**Quoted passage:**
__________

I have right SI joint and lower back pain, my left side is now hurting also and I have pain in my left butt cheek that goes down the back of my leg. I also recently started getting left leg pain.
I also for the last nine weeks have been suffering with right upper back pain, which is so painful and it even hurts to breathe sometimes. I have a bad night sleep every night, my hand keeps going numb, I have neck pain all the time and sometimes I can’t even stand up if I have been sitting down! I’m not a doctor but this isn’t right! It takes me a lot to get up the nerve to go to the doctor, but every time I do it’s just take paracetamol, heat or cold therapy and go away basically!

__________

Records from a data collection
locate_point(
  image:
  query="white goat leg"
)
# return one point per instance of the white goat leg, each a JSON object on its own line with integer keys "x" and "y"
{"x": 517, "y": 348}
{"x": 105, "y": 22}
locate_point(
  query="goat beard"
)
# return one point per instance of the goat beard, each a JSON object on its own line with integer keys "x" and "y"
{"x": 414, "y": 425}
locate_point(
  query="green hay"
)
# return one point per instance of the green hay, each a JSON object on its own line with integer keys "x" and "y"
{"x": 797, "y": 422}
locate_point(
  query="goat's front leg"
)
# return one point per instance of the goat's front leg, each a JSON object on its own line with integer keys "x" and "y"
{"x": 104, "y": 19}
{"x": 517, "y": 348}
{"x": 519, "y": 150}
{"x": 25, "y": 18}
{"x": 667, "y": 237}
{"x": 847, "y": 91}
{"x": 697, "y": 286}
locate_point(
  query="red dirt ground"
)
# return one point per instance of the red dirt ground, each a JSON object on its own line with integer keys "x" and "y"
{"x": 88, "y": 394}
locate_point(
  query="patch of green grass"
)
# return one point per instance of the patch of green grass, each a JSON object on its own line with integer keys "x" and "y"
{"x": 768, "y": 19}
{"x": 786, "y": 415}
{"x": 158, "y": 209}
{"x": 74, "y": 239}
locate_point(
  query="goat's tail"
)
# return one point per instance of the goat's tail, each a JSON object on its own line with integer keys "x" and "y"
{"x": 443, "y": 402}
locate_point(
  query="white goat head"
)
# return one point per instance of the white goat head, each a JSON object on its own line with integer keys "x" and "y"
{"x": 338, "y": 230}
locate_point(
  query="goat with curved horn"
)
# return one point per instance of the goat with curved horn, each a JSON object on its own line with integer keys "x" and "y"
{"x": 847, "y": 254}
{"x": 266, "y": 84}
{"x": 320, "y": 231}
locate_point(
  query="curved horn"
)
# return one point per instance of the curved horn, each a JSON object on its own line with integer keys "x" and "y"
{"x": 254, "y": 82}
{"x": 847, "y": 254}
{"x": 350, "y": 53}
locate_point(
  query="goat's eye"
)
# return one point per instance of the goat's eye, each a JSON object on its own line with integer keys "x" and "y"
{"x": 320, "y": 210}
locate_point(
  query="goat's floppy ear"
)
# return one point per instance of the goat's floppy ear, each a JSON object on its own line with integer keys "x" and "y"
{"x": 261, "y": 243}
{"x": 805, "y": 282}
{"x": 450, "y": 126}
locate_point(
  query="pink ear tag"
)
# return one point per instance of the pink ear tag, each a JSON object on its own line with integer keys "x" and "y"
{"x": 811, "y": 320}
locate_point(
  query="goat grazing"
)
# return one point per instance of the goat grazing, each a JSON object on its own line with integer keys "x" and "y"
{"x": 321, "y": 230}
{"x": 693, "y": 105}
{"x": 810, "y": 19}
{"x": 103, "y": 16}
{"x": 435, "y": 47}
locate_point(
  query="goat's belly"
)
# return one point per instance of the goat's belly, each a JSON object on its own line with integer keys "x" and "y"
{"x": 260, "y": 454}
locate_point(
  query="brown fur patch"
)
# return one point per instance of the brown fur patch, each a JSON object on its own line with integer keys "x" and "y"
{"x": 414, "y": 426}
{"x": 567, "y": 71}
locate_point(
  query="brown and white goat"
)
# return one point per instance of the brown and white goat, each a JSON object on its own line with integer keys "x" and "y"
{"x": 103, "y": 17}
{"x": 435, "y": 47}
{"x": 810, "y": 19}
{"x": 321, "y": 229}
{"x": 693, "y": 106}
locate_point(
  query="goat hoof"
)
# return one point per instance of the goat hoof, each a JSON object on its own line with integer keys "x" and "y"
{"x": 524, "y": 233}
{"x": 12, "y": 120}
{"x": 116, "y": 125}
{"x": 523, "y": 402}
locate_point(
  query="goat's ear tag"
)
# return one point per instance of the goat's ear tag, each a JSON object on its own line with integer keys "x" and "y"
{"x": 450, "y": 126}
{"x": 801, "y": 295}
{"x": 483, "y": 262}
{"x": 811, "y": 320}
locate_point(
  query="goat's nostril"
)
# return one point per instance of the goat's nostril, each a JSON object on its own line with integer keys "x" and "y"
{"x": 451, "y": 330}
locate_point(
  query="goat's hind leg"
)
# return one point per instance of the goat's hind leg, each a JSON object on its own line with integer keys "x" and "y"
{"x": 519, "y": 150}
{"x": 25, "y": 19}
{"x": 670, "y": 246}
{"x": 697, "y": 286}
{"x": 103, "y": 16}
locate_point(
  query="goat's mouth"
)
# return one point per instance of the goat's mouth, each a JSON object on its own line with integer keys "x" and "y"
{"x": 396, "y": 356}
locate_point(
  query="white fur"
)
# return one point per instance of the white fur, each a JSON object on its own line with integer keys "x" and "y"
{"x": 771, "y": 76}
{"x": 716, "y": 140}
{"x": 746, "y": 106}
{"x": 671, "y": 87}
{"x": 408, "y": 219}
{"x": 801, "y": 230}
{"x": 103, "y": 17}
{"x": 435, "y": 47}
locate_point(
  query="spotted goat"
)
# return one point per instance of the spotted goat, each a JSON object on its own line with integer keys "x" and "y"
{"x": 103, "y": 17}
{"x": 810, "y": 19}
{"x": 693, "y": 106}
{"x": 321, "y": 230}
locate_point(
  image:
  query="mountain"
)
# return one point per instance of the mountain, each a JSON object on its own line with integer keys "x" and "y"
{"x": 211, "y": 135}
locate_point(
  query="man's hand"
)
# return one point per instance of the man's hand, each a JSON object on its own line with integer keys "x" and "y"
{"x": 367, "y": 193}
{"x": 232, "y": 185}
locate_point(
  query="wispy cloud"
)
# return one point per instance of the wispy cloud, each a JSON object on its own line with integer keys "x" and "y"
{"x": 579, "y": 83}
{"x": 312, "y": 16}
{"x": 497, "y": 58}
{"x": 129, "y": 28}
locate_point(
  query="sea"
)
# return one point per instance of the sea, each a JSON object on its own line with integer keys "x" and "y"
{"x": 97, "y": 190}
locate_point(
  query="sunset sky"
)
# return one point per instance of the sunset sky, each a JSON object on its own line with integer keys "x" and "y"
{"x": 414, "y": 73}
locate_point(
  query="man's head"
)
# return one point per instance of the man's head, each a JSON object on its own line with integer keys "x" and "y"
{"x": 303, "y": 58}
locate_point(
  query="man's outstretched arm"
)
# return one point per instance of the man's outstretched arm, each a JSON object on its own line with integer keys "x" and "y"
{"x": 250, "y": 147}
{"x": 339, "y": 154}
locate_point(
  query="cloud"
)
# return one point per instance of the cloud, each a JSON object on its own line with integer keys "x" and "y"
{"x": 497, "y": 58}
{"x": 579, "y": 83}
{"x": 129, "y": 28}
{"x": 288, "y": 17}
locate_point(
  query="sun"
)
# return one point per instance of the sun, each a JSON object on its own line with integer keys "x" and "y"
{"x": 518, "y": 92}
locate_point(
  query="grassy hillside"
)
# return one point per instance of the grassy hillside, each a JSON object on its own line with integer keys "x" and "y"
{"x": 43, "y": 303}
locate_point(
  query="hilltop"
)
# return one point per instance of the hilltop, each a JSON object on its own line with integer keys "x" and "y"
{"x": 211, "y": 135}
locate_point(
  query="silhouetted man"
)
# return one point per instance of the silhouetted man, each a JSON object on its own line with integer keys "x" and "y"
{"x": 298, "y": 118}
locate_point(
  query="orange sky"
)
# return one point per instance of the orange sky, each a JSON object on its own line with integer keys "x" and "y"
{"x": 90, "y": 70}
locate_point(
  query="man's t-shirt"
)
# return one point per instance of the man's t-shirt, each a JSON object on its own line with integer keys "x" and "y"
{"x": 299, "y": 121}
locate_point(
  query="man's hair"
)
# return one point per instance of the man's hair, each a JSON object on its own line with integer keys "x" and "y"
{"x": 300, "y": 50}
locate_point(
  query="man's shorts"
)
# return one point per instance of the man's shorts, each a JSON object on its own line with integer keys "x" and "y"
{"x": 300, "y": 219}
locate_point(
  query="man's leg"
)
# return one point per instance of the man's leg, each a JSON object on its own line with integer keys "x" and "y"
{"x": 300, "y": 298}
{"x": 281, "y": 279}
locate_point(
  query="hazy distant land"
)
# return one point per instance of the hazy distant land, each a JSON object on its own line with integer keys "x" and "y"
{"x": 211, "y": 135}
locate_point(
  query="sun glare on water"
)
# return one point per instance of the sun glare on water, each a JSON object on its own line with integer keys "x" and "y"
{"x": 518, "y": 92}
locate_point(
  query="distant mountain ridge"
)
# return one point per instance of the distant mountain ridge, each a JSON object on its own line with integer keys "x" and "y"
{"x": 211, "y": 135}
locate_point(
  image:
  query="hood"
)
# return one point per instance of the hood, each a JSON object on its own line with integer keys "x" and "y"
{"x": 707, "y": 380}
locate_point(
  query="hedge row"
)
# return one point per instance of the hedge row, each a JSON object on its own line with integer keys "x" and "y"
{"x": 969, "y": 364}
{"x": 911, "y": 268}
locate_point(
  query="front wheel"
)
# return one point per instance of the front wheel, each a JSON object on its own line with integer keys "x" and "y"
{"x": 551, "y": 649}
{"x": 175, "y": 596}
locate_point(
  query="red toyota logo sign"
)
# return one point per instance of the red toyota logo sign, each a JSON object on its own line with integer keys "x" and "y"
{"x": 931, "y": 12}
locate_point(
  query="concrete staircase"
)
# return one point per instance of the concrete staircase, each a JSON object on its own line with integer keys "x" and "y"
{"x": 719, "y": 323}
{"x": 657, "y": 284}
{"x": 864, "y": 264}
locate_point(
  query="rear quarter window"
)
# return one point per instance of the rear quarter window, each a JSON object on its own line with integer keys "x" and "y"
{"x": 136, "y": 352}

__________

**Required actions:**
• A. According to the back pain account, how long has the writer had right upper back pain?
• B. Resume the back pain account from its final sentence.
The entries have nothing to do with the back pain account.

**Task-by-task outputs:**
• A. For the last nine weeks.

• B.
I love my job, but I am in so much pain every day now and I fear the pain is at a level where I will end up leaving my job. Every time I go to my doctor he just acts like I’m after a sick note and I’m not, I’ve had less than 3 weeks off sick in 6 years and most of that was stomach bug related, or having an operation. I went to see my doctor today and he said that I have to just keep taking pain relief and wait for the pain to calm down and he had no advice for work, because I just had to go to my occupational heath at work, but he’s my doctor? Should I go to another doctor? It’s been far too long now to just “sit and wait” for the pain to go away and when I asked if I should be heavy lifting (becaue my boss asked me to find out) his words were “It’s nothing to do with me, it’s to do with you and your manager and she can write to me, but that’s a waste of his time and hers”
There are so many people who fake back problems and get away with it! I don’t want a sick note, I don’t want to go on sick leave, I just want to be taken seriously? Should I change doctor, do I have a reason to change doctor?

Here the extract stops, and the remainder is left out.